Here the job is to retype the data word for word while leaving the pictures aside.

Start of Block

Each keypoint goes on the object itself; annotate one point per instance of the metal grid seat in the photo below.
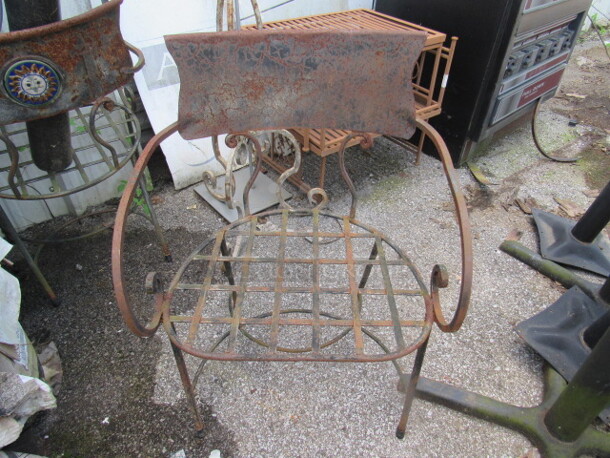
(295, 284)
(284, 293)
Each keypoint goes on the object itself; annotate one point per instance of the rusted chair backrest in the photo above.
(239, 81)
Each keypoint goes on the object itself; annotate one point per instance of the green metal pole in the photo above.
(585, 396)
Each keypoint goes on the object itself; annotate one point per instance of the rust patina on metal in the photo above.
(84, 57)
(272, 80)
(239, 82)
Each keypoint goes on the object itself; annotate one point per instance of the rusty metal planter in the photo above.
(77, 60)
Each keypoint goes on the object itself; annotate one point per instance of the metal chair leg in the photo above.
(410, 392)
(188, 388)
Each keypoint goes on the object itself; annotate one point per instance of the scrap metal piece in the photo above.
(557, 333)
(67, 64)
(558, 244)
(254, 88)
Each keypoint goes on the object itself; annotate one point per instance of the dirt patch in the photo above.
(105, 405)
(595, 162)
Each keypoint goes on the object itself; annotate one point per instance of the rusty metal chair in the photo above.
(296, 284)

End of Block

→ **Solution**:
Each keypoint goes on the object itself; annotate one point per instance of the metal grid seat in the photo below.
(295, 284)
(284, 293)
Each keypoint goes on the object itself; annotate one point per instance of the rusted chair backrest in the photo above.
(239, 81)
Each keypoint goes on the object itself; annotate one point per instance of the green metal pole in the photo above.
(585, 396)
Each keypoint goes on the object itself; annotate one point per instance of the rust patina on metal in the photo above.
(84, 57)
(272, 80)
(239, 82)
Each keypoint goes on the object itself; annotate one point per instance of the rusty metal planter in the photo above.
(77, 60)
Each keypoint goes on the object itself; annotate one point per instance of the metal chair leg in the photo above.
(410, 392)
(188, 388)
Each keypoint goes on the object itself; annotate one point per instance of the scrap metal piece in the photo above.
(557, 333)
(67, 64)
(558, 244)
(254, 88)
Each keypoint goes on the object itself; annotate one point per instance of the dirt patch in the photo above.
(105, 405)
(595, 162)
Each keypoint goes on the object itself; annotate one point per instance of the rusty metal chair in the photo above.
(296, 284)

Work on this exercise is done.